▶ _Problem requirements_
In the records below, can you swap "pointer" for "locator" wherever it appears and give the lines back otherwise unchanged, with the pictures left out?

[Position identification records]
===============

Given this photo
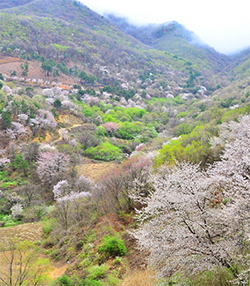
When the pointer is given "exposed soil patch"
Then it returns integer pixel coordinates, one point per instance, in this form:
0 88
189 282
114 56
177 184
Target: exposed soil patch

===============

▶ _Final answer_
Given this photo
When the locator is given "exposed soil patch"
Then it returns integer pixel coordinates, one point per instance, in this form:
0 88
189 282
114 56
177 184
Target: exposed soil patch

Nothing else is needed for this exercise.